* **Your instructions**
Taking the listing below, restate word for word each line from the line with "Target: man in wetsuit" to the line with "formatted as [264,113].", ends included, and stop there.

* **Data to process**
BEGIN
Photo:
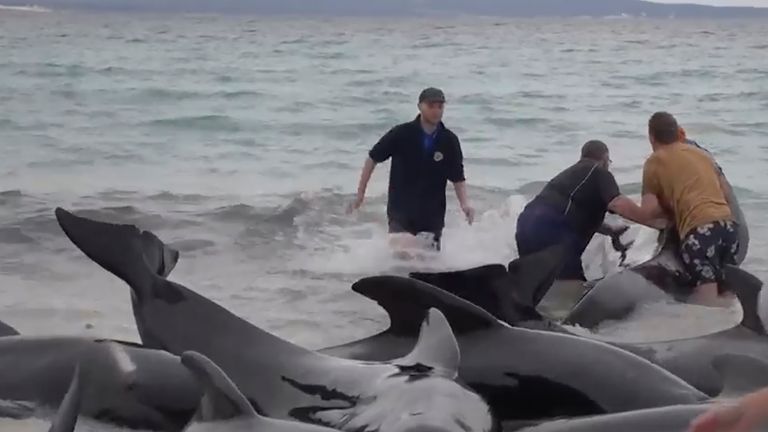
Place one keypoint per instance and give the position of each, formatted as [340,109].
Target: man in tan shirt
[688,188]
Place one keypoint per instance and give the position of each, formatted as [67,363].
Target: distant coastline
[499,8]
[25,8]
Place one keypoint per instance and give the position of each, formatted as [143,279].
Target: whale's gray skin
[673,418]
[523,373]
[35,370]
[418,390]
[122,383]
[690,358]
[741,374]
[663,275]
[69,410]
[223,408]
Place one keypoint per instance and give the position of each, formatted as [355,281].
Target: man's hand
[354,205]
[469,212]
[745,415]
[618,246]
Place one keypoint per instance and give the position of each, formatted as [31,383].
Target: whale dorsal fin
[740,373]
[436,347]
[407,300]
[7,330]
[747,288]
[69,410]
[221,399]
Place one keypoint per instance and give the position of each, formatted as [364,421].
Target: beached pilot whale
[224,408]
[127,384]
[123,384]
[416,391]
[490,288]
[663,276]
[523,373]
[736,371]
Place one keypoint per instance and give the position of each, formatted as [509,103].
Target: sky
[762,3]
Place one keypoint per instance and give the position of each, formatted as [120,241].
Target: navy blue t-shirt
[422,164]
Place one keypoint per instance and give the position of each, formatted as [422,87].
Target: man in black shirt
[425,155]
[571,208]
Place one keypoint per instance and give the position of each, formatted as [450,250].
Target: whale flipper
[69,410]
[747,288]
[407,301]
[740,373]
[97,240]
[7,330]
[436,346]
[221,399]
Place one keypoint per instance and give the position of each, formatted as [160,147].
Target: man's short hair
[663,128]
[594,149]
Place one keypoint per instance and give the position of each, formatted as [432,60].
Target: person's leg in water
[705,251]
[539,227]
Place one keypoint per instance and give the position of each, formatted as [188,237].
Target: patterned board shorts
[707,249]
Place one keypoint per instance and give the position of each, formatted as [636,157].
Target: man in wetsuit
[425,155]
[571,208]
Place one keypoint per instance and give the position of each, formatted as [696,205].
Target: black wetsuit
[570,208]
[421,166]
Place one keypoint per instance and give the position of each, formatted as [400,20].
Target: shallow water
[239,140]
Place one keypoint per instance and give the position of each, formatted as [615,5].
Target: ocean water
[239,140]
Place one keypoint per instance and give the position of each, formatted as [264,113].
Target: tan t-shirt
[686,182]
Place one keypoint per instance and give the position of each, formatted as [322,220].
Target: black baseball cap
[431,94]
END
BEGIN
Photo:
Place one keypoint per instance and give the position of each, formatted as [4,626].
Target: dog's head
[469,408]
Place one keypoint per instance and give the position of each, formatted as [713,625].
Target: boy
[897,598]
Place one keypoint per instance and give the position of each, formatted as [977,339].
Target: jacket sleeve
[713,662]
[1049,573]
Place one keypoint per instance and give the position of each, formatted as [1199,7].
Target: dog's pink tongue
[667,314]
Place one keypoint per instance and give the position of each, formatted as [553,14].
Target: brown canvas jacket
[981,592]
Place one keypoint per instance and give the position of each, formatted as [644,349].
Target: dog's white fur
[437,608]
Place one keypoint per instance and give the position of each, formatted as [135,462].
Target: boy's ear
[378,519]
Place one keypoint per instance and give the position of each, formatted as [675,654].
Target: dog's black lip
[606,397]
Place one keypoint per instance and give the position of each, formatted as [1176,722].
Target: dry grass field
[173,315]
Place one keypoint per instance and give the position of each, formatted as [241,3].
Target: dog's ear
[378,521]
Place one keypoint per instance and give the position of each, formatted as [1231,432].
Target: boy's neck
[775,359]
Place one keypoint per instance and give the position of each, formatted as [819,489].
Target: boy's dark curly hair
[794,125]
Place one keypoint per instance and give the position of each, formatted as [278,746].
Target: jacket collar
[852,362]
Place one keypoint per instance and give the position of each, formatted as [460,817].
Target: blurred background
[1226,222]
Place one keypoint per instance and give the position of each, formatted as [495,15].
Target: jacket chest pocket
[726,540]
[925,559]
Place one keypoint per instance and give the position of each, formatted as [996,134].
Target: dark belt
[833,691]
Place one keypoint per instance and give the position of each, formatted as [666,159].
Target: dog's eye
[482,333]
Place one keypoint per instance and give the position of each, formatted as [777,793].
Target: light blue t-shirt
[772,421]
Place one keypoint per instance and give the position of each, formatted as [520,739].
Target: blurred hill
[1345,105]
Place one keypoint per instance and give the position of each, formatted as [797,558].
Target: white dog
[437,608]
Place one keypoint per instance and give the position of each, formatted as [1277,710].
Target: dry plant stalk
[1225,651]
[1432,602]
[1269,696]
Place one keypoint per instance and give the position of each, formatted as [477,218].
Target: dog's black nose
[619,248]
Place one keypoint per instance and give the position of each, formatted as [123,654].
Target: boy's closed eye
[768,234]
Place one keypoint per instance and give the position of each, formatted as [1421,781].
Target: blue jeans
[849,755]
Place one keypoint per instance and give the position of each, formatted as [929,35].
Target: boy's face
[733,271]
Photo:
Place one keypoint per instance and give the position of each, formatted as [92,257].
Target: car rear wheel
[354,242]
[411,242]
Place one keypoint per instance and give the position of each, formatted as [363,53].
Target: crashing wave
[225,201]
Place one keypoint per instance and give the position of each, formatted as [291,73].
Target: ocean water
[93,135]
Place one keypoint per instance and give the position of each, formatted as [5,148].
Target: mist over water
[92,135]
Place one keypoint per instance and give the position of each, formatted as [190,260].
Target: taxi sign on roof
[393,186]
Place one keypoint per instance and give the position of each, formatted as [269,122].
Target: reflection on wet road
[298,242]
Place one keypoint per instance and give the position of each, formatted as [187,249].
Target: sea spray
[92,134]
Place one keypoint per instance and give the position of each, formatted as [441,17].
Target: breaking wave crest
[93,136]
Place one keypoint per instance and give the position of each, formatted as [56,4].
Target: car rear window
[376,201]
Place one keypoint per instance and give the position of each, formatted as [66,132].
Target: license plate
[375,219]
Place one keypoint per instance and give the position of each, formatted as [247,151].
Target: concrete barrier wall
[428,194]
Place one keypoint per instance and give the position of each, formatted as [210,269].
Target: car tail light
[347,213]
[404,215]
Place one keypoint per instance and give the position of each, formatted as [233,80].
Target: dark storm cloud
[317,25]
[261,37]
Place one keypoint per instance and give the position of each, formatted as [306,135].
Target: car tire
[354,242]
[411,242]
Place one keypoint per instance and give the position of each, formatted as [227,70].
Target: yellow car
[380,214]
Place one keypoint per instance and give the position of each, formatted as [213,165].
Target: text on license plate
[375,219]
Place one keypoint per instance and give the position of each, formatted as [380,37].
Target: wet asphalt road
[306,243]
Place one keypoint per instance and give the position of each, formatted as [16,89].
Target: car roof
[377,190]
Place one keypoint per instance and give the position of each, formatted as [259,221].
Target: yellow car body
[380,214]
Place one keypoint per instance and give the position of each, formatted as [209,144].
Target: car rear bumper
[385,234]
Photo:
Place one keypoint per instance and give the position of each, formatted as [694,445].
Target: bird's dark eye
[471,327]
END
* **Written solution**
Target: man in wetsuit
[425,155]
[571,208]
Place one keypoint per instance and give the position of each, formatted as [696,205].
Target: black wetsuit
[570,208]
[421,166]
Place one keypoint per instance and give the position of each, formatted as [400,20].
Target: shallow water
[239,140]
Place one keypoint per instance and give the position of each, formatted as [615,5].
Target: ocean water
[239,140]
Place one keypoint per instance and give the position of each, formatted as [264,113].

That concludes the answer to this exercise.